GOAL OF THE EXERCISE — Please render as a JSON list of strings, one per line with blank lines omitted, every line of the entries below from the one containing "Annotation task — locate each instance of the utility" through the last line, both ends included.

SUPPLIED DATA —
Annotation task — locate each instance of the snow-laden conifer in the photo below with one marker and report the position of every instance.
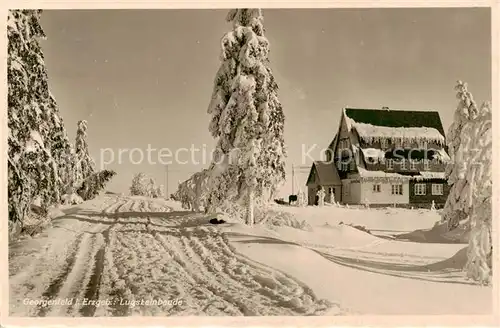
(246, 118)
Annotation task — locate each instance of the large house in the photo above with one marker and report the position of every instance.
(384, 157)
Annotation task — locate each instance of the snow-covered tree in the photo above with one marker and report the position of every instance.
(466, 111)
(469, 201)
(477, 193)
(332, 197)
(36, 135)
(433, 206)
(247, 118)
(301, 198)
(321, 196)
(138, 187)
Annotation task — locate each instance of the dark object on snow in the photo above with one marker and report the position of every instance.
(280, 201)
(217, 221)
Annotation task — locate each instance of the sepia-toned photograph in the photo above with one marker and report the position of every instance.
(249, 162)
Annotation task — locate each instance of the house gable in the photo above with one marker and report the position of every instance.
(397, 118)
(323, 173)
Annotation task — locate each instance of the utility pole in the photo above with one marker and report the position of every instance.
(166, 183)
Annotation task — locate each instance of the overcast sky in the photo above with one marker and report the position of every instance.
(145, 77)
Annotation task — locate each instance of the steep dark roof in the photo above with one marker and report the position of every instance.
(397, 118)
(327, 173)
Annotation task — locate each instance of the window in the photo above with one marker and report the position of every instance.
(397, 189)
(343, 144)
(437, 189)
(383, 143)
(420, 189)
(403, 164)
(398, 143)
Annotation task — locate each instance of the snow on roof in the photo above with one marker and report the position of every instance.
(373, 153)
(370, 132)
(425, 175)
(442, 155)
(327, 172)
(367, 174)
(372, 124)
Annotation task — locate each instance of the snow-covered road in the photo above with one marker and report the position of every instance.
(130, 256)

ANSWER TO THE PROBLEM —
[
  "Annotation task — locate each instance of the utility pole in the photo above with one marker and report the position of every instance.",
  "(166, 183)",
  "Annotation task — locate each instance of the overcast sky in the photo above with one marker and report the position of every instance.",
  "(145, 77)",
  "Annotation task — locate each instance of the steep dark roof in the photo above with one marker and report the position of every instance.",
  "(397, 118)",
  "(327, 173)",
  "Annotation task — locate each instance of the window in the photo above with one marker and report the position of every instance.",
  "(397, 189)",
  "(343, 144)",
  "(437, 189)",
  "(383, 143)",
  "(420, 189)",
  "(403, 164)",
  "(398, 143)",
  "Annotation task — locate each instance of the snow on roof in the photo above with one marker and report the position of every instance.",
  "(373, 153)",
  "(370, 132)",
  "(425, 175)",
  "(442, 155)",
  "(327, 172)",
  "(367, 174)",
  "(372, 124)",
  "Annotation task — locate each instance of the snow-covered road in the photo above with one marker and report the position of every instance.",
  "(130, 256)"
]